GOAL: Copy out the entries below with "Pick out" changed to "Mark" and nothing else altered. Leave the pictures out.

PROVIDED ENTRIES:

◆ ◆ ◆

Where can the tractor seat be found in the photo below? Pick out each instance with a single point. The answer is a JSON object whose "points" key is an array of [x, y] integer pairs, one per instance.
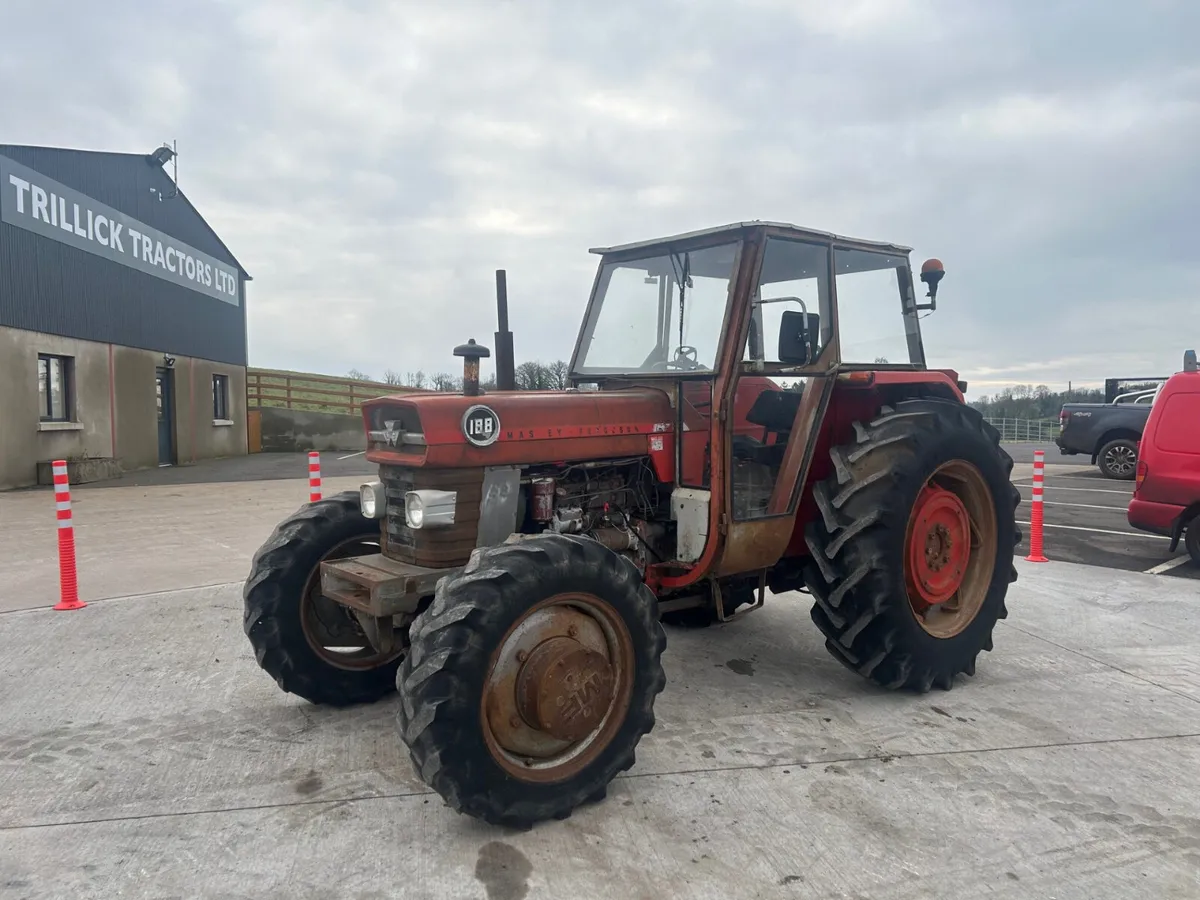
{"points": [[775, 411]]}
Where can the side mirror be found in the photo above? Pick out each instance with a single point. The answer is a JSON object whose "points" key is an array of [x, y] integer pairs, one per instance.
{"points": [[799, 337], [931, 273]]}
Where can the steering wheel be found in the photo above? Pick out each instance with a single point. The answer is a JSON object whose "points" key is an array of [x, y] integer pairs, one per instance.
{"points": [[687, 360]]}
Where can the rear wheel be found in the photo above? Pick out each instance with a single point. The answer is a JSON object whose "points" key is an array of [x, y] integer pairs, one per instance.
{"points": [[1119, 459], [310, 645], [913, 551], [532, 678]]}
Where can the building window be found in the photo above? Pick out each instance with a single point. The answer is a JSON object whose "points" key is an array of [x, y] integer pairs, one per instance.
{"points": [[220, 397], [54, 394]]}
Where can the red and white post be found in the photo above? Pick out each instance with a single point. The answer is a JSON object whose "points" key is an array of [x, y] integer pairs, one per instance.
{"points": [[313, 477], [69, 586], [1036, 514]]}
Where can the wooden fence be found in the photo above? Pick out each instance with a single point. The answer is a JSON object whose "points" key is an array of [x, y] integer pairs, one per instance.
{"points": [[300, 390]]}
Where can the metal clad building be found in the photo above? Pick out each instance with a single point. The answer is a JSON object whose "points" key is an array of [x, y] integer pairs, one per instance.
{"points": [[123, 317]]}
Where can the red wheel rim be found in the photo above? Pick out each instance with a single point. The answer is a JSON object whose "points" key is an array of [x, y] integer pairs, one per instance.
{"points": [[939, 546], [951, 549]]}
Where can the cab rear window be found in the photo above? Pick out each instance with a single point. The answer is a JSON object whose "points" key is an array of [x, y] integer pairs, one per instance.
{"points": [[1179, 426]]}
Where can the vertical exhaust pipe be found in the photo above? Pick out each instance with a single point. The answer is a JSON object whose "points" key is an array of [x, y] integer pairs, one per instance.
{"points": [[505, 371]]}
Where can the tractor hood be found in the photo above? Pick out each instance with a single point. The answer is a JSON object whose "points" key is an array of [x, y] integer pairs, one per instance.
{"points": [[514, 427]]}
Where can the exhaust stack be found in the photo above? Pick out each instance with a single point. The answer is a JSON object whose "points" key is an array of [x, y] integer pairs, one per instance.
{"points": [[505, 372]]}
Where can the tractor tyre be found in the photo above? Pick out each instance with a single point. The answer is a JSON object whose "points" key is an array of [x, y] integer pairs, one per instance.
{"points": [[1119, 459], [532, 678], [311, 646], [912, 553]]}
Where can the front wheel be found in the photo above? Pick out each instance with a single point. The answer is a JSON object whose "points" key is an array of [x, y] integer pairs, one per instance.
{"points": [[532, 678], [913, 550], [1119, 460]]}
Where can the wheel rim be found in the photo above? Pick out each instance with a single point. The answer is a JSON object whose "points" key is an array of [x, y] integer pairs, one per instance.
{"points": [[1121, 460], [558, 688], [331, 630], [949, 549]]}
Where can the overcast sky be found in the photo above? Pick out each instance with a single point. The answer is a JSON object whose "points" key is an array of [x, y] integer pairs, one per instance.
{"points": [[373, 163]]}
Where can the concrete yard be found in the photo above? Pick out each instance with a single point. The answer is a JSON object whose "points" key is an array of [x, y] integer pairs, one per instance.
{"points": [[144, 755]]}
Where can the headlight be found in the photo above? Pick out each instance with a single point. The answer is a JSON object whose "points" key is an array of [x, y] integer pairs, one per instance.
{"points": [[372, 499], [414, 510], [430, 509]]}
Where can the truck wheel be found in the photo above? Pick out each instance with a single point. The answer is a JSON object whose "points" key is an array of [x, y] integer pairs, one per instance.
{"points": [[1192, 540], [311, 646], [532, 678], [913, 552], [1119, 459]]}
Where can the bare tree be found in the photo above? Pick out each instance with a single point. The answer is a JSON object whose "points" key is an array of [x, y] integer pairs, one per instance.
{"points": [[532, 377]]}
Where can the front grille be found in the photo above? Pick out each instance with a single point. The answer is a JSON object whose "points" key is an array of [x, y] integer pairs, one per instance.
{"points": [[432, 547]]}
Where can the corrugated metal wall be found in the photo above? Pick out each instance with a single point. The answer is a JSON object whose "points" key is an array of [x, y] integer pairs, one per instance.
{"points": [[47, 286]]}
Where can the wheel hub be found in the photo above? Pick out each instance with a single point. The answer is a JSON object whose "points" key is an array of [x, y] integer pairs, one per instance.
{"points": [[564, 689], [557, 687], [939, 546]]}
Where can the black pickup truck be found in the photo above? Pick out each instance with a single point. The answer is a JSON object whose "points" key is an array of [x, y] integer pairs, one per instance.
{"points": [[1107, 432]]}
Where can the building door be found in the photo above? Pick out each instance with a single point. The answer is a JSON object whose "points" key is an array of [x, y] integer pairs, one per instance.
{"points": [[166, 415]]}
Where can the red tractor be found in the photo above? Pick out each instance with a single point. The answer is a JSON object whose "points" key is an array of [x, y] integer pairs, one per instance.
{"points": [[750, 413]]}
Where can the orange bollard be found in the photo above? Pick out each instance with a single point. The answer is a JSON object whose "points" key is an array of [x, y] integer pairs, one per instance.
{"points": [[1036, 514], [313, 477], [69, 586]]}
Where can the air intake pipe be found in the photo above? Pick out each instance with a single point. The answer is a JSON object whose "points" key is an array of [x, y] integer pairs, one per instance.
{"points": [[505, 371]]}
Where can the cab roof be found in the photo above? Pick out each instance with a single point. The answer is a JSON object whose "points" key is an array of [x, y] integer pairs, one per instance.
{"points": [[739, 229]]}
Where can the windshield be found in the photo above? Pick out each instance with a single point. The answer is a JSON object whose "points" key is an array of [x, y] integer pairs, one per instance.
{"points": [[642, 322]]}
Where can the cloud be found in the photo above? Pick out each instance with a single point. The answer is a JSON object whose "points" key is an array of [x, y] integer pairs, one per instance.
{"points": [[372, 163]]}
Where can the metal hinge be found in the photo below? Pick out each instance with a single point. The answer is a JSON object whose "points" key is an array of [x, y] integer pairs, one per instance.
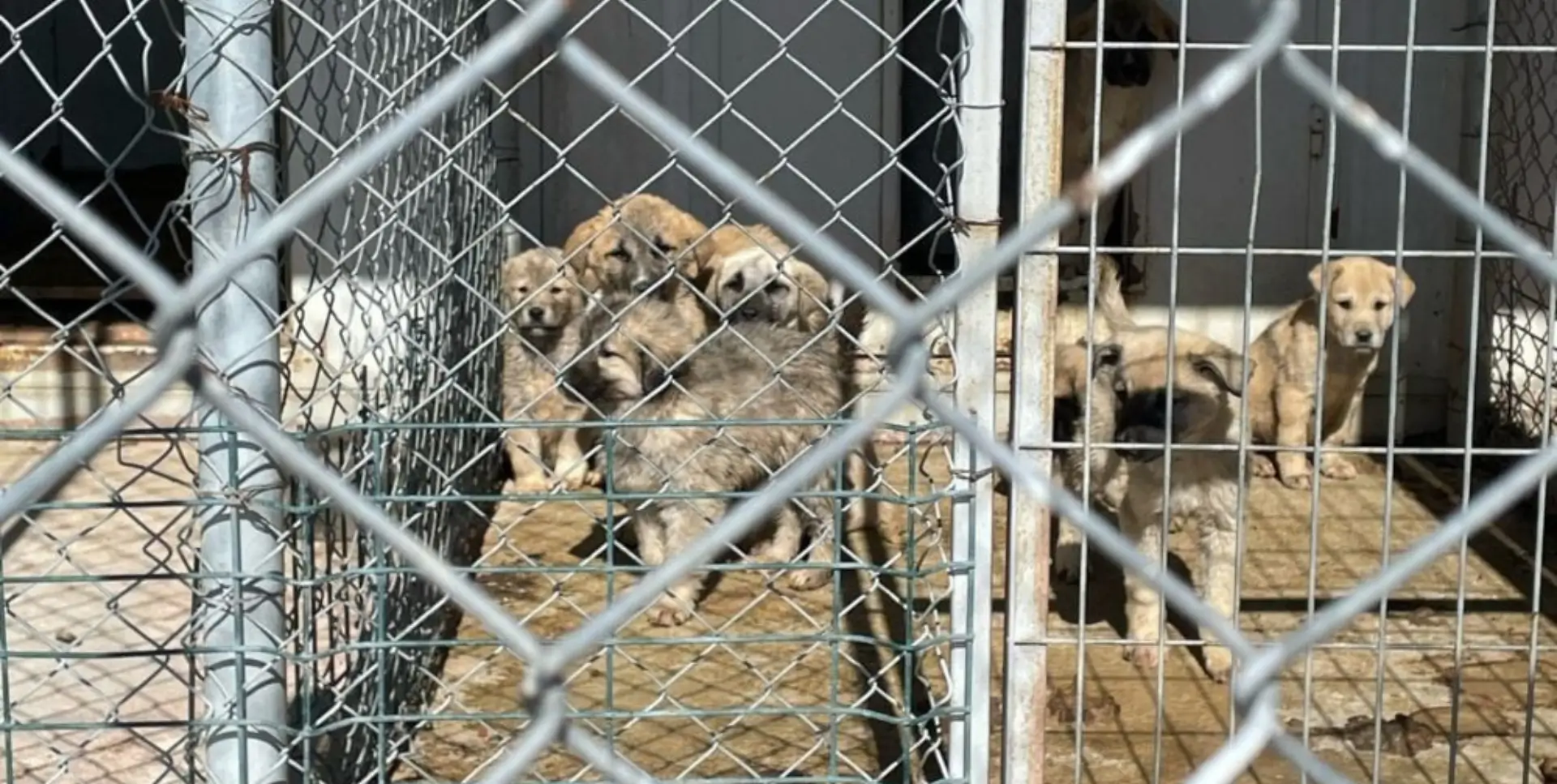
{"points": [[1316, 131]]}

◆ ◆ ◆

ANSWER TO THIS EXERCISE:
Where can the tractor seat be found in the photo below? Mark each instance with a single point. The answer is a JSON object whose "points" key is an array of [x, y] integer pairs, one per instance.
{"points": [[775, 411]]}
Where can the side mirror be found in the photo above? Mark each instance with a single point. The answer is a JSON object whose "points" key is an array of [x, y] integer pairs, one per instance.
{"points": [[799, 337], [931, 273]]}
Where can the steering wheel be found in the photo above? Mark each instance with a single point. The answer is a JSON object whose "points" key is an array of [x, y] integer pairs, one per instance.
{"points": [[687, 360]]}
Where can the rear wheel be found in the photo above? Mark each instance with a single point. The answer is a JSON object whose "points" key is an array of [x, y] integer pairs, one per instance.
{"points": [[1119, 459], [310, 645], [913, 551], [532, 678]]}
Where can the building window be found in the photo above? Mark each instance with a single point. The answer is a JSON object whose "points" key is an array of [x, y] integer pairs, one per instance.
{"points": [[220, 397], [54, 394]]}
Where can the red and white post be found in the photo above? Mark each instance with a single point. The answer is a JSON object whose "points" key is an array of [x, y] integer pairs, one per instance.
{"points": [[313, 477], [69, 586], [1036, 514]]}
Where can the wooden fence be found in the photo above? Mark each instance with a single point. The answer is a JSON object whose "points" key is an array of [x, y] integer pairs, one per instance.
{"points": [[300, 390]]}
Where can the metal clad building be found in the photo above? Mark each instance with a single point. The answer is a JSON object whose "points" key is an array of [x, y] integer pairs, one per instance.
{"points": [[123, 317]]}
Where can the red wheel rim be found in the photo above? Mark each instance with a single point. The answer is a JSON object whose "points" key is an array of [x, y] integer pairs, one per instance.
{"points": [[939, 546], [951, 549]]}
Where can the cab rear window be found in the photo above? Mark each instance with a single point. The answer is a JSON object whose "points" key is an array of [x, y] integer pairs, one per instance.
{"points": [[1179, 426]]}
Where can the vertical exhaust pipe be found in the photo above? Mark each instance with a single point. The answer is a JSON object whose "points" key is an array of [x, y] integer pairs, one per instance.
{"points": [[505, 371]]}
Where can the tractor hood be found in the photo above? Mark each instance with a single point. The answer is a JSON object whose "points" key is an array of [x, y] integer pairs, one per instance.
{"points": [[514, 427]]}
Where can the exhaust stack be found in the photo above? Mark each instance with a single point. The answer is a JSON object whose "points" key is an array of [x, y] integer pairs, one per instance.
{"points": [[505, 372]]}
Where can the tractor tyre be found in the photo above? Mark each instance with a single point. The answer is a JSON object whose "points" key is an array of [x, y] integer pairs, one per instance.
{"points": [[1119, 459], [532, 678], [311, 646], [912, 553]]}
Where can the front wheel be found in the photo above? Mark each instance with a single point. The answer is a JSON object whose "points" key is an array of [x, y] integer pairs, one per instance.
{"points": [[532, 678], [913, 550], [1119, 460]]}
Where can the wheel rim be found in the photo above? Mark each instance with a single point. The answer is a JSON object whose "points" key is an array of [x, y] integer pairs, one per instance.
{"points": [[1121, 460], [558, 688], [331, 630], [949, 549]]}
Where can the overcast sky be found in the photo above? Mark each instance with a single point. The answer is a JSON object whose "points" key is an array of [x, y] integer pairs, one per instance.
{"points": [[373, 163]]}
Where can the concrete yard be found in the photo above? Mark each instance with a single point. The answer is a JSON object whose "points" key is an array of [x, y] integer pairs, one per instance.
{"points": [[144, 755]]}
Where can the headlight be found in the photo above? Mark each instance with a single point. The answer is a JSON object whose "points" key is an array of [x, y] integer pairs, one per instance.
{"points": [[372, 499], [414, 510], [430, 509]]}
Where can the truck wheel be found in the photo above? Mark each instance with a single point. The answer is a JSON object whose "points" key is an array of [x, y] integer pairs, one per instance.
{"points": [[1192, 540], [311, 646], [532, 678], [913, 552], [1119, 459]]}
Where can the bare tree be found in the photo above? Mark each instance with a single point. The answer is a JSON object whose "points" key is an array of [x, y] integer pairs, one per instance.
{"points": [[532, 377]]}
Where can the front grille be found in the photo above? Mark each instance with a single point. The answer is a JSON object whose "points" key is an array of [x, y] integer pairs, one per instance.
{"points": [[432, 547]]}
Where can the corrugated metal wall be found in the photo above? Mark each instance with a single point. The answer is a JSON object whose "points" key is an array of [x, y] integer pairs, one per instance.
{"points": [[47, 286]]}
Where can the wheel hub be found in the photo above? Mark each instance with a single point. The answer is a JSON object whose "points" key is an array of [x, y] integer pairs, one per instance.
{"points": [[564, 689], [557, 687], [939, 546]]}
Where can the black pickup truck be found in the photo above? Mark each instance with a single point. The answer is a JSON object whose "points" key is an array of [x, y] integer pairs, one per instance.
{"points": [[1107, 432]]}
Where can the building door be found in the photo above? Mark each instance with a single point. The answer is a JSON object whose "points" key is an array of [x, y] integer pairs, one per instance.
{"points": [[166, 415]]}
Where can the red tractor be found in the photo above? Mark each instance with a single point. The answer is a JSON object whose "points" key is an array of [x, y] integer pairs, one per instance.
{"points": [[750, 413]]}
Where can the orange bollard be found in the photo above? Mark each instance with a single point. The answer is a JSON object whose "points" key is an array of [x, y] integer pairs, one per instance.
{"points": [[1036, 514], [313, 477], [69, 586]]}
Where can the air intake pipe be found in the photo above? Mark each instance with a single point. The answer is a JSON object whose "points" key is an array of [x, y] integer pairs, one per instance.
{"points": [[505, 371]]}
Where can the cab roof be found in the photo above? Mark each instance with a single point. The answer is a JSON object whose "points" key is an array of [x, y] integer pairs, one per instance.
{"points": [[739, 229]]}
Where can the windshield be found in the photo above? Mark each instance with a single point. The answer is a JSON object whose "points" key is an array of [x, y] integer pairs, one per instance.
{"points": [[642, 322]]}
Where can the cloud be found in the photo above? Mark each instance with a single point. The answer is a JSON object whose "points" key is an array of [x, y] integer pairs, one per instance.
{"points": [[372, 163]]}
Where can the metal hinge be found in the photo below? Mark each instance with a single point. The answer is a JSON object whose "points" key is an array of [x, y] integer pairs, one per instance.
{"points": [[1316, 131]]}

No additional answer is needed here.